SUPPLIED ENTRIES —
┌────────

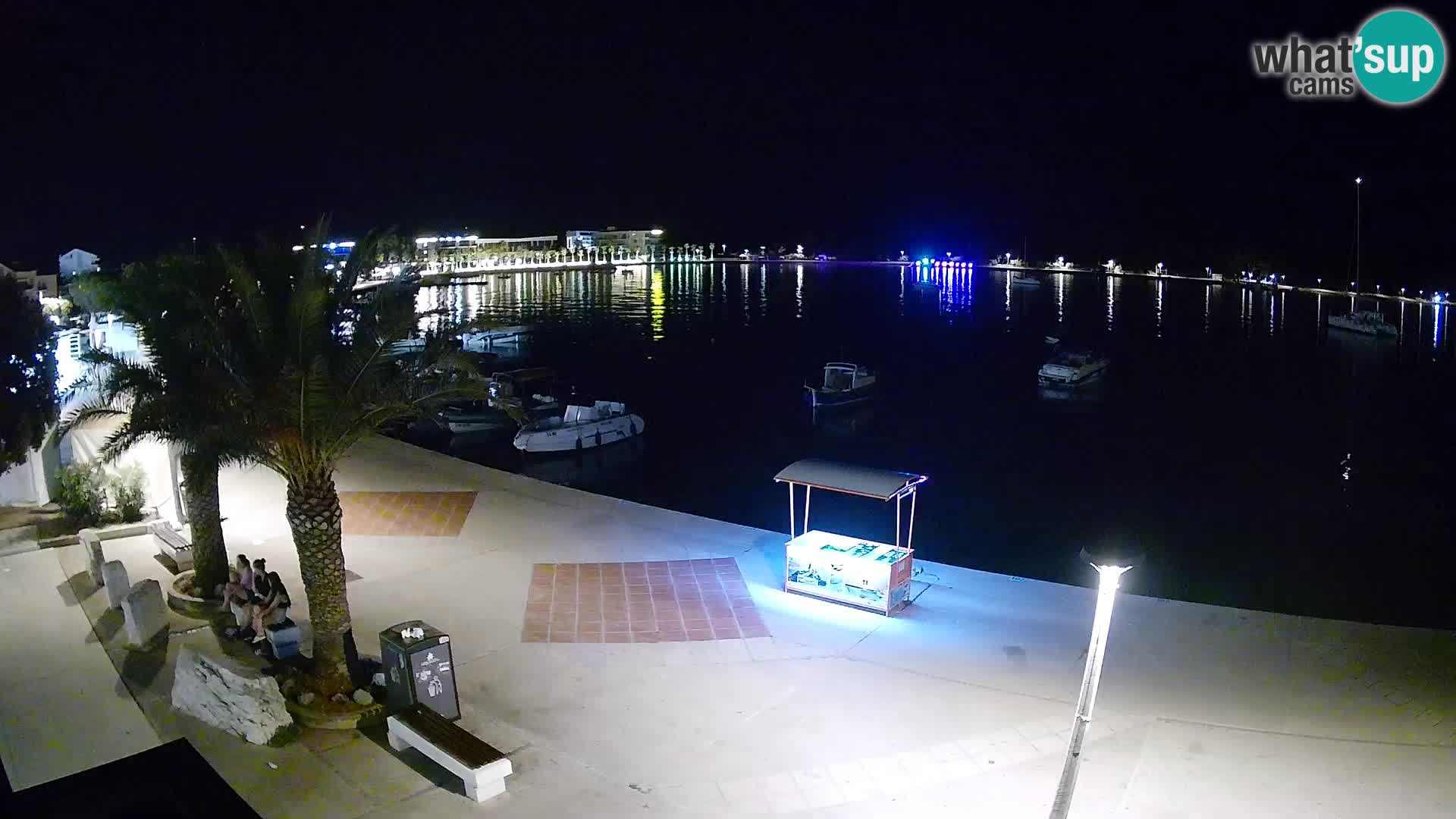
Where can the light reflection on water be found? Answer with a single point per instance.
(1251, 428)
(688, 295)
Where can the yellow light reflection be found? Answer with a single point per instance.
(658, 300)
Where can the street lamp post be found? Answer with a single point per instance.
(1110, 567)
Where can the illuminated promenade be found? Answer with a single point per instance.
(959, 707)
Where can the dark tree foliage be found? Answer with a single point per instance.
(28, 403)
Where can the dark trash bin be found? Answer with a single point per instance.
(419, 670)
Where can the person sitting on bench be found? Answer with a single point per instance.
(239, 582)
(274, 608)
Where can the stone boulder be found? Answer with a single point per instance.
(115, 580)
(91, 541)
(145, 613)
(237, 698)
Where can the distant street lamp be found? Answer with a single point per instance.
(1110, 566)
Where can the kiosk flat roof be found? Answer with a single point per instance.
(851, 479)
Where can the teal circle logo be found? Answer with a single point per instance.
(1400, 55)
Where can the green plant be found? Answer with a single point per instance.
(184, 397)
(27, 373)
(80, 494)
(286, 735)
(128, 493)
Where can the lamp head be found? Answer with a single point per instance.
(1119, 551)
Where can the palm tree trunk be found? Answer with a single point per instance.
(316, 522)
(206, 522)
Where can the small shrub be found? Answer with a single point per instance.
(128, 493)
(286, 735)
(80, 494)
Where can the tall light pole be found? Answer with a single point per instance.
(1110, 567)
(1357, 232)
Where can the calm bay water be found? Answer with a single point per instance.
(1261, 460)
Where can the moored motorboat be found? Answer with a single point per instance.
(1365, 322)
(580, 428)
(1072, 368)
(843, 384)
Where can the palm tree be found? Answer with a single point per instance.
(182, 397)
(321, 372)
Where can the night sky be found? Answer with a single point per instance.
(855, 129)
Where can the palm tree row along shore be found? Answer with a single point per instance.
(268, 356)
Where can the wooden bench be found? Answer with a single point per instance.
(172, 544)
(453, 748)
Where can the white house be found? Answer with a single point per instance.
(34, 283)
(77, 261)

└────────

ACTIVITY — Copy out the data verbatim, excluding the pictures.

ANSWER BOX —
Where can the light reflection on water be found? Answer with a single point per instance.
(1251, 428)
(688, 295)
Where can the yellow light reflection be found? Answer with a single point per instance.
(658, 300)
Where can the street lamp post be found? Answer with a single point per instance.
(1110, 567)
Where can the illuminated promenade be found? Answer with a single point per instance.
(959, 707)
Where can the dark tree foliage be found? Answer with a single point per instance.
(28, 403)
Where can the dark trash bin be found? Answer with a single point per instance.
(419, 670)
Where can the person sitting on bench be found? Answer with a single point per instance.
(239, 582)
(274, 608)
Where can the stone boulder be found? Answer with a single point per instance.
(115, 580)
(91, 541)
(145, 613)
(237, 698)
Where can the distant street lamp be found? Answer with a single point per instance.
(1110, 566)
Where can the kiosk flat roof be found? Answer with a single point per instance.
(851, 479)
Where can the teal circle logo be found? Answer with a single point per instance.
(1400, 55)
Where can the green plant be found? Answer with a single point per instance.
(184, 397)
(27, 373)
(80, 494)
(286, 735)
(128, 493)
Where can the lamp head be found? Answer with a single point per instance.
(1119, 551)
Where can the palm tree trunk be found? Answer with a single point per instance.
(316, 522)
(206, 522)
Where can the small shrub be found? Answer with a single point per instance.
(128, 493)
(286, 735)
(80, 494)
Where can the tall light pole be found? Answer with a single point per instance.
(1110, 567)
(1357, 232)
Where can the calm bay water be found? Answer with a single point per instance.
(1261, 460)
Where can the moored motorboat be found? Answer with a single point per instance.
(1365, 322)
(580, 428)
(1072, 368)
(843, 384)
Where can the palm tree be found? Answer with a single point per instance.
(182, 397)
(321, 372)
Where can the night sky be found? Answer with a single point per instance.
(855, 129)
Where can the palm tree row along shore be found? Answer with a single point per instance.
(268, 356)
Where can the wooden bench be found? Answer with a single point per instance.
(172, 544)
(453, 748)
Where can the white house be found? Answer with a single point per instance.
(34, 283)
(77, 261)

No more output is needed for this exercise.